DATA TO PROCESS:
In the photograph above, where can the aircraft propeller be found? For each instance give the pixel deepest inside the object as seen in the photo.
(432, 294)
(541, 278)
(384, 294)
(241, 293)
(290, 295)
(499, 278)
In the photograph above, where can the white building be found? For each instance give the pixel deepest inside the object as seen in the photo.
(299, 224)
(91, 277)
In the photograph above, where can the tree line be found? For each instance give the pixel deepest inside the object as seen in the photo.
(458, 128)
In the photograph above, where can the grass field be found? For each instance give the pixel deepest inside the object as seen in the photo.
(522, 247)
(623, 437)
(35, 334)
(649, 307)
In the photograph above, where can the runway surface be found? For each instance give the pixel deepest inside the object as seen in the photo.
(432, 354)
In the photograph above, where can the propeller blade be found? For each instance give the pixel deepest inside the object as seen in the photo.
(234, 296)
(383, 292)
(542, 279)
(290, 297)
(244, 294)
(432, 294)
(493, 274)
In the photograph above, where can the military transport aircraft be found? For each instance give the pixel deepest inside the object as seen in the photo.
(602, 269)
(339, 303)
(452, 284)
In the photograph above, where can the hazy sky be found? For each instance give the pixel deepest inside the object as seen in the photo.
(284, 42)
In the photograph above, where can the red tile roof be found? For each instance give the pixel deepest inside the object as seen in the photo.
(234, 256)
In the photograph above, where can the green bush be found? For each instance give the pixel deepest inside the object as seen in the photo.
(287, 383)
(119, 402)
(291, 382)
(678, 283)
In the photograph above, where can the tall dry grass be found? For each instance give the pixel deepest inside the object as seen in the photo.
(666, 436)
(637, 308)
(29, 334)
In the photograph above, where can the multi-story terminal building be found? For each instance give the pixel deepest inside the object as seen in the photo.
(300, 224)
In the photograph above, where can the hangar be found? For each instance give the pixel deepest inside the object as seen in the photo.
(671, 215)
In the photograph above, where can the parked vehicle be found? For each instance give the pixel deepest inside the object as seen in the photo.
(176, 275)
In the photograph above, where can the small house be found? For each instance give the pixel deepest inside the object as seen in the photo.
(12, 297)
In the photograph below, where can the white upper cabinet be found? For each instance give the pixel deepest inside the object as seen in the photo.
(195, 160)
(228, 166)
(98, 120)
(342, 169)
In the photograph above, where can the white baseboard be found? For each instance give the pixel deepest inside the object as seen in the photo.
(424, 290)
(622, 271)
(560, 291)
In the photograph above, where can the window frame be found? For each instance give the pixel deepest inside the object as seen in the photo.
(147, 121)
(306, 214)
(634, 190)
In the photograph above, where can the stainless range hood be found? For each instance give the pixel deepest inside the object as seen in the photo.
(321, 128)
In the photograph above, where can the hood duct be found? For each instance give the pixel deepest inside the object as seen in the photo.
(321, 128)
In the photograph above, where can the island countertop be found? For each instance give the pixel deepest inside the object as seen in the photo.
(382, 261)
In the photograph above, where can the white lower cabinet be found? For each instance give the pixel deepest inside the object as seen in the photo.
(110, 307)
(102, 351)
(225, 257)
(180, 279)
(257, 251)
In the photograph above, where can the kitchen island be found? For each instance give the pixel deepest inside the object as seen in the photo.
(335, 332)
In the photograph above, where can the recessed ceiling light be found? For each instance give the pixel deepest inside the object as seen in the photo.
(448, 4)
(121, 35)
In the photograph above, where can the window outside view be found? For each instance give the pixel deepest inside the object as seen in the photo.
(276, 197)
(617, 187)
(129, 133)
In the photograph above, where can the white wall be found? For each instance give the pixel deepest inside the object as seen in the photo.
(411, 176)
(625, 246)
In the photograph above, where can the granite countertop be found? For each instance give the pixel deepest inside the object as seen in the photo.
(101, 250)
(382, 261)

WRITTEN INSTRUCTION:
Copy each line exactly, from the line containing "In the photograph above, where can the white baseboard" down to the last line of the material, and no other lines.

FULL OUTPUT:
In the photograph above, where can the white baseboard be found? For each instance give the pixel deepest inside the object as seen in the photo.
(424, 290)
(622, 271)
(560, 291)
In the photograph above, where can the window frame be found? For each instance give the pixel deepest inside the object as seen in the photo.
(147, 121)
(306, 214)
(634, 190)
In the photograph above, where can the stainless range hood be found? For each instance give the pixel deepest inside the object as seen in the photo.
(321, 128)
In the photograph above, where can the hood duct be found? For each instance give the pixel deepest inside the object as seen in the photo.
(321, 128)
In the photograph above, where can the island countertop be found? For each instance give the pixel deepest inside the object as seen in the photo.
(382, 261)
In the photograph above, where can the white lower cabinet be found? For each instance give the pixel deepest inside the object as seen in the photo.
(110, 307)
(102, 351)
(225, 257)
(180, 279)
(257, 251)
In the photograph above, where can the kitchen island be found? For each instance give the pixel deepest inside the object as seen in the photo.
(335, 332)
In the photograph above, where can the recessed ceiling light be found? For each instance give the pixel deepest inside the object as seen in the photo.
(448, 4)
(121, 35)
In the photograph above, where can the window outside view be found? For each instance give the pixel deepest inside the object as seen in the photo.
(276, 197)
(617, 187)
(129, 133)
In the photograph above, where can the white wall be found? For each instance give the pixel deepest inside the object as seen in the photo.
(411, 176)
(625, 246)
In the photograph above, where can the granite countertop be found? For each instance give the pixel deepest inside the object as seen in the photo.
(101, 250)
(382, 261)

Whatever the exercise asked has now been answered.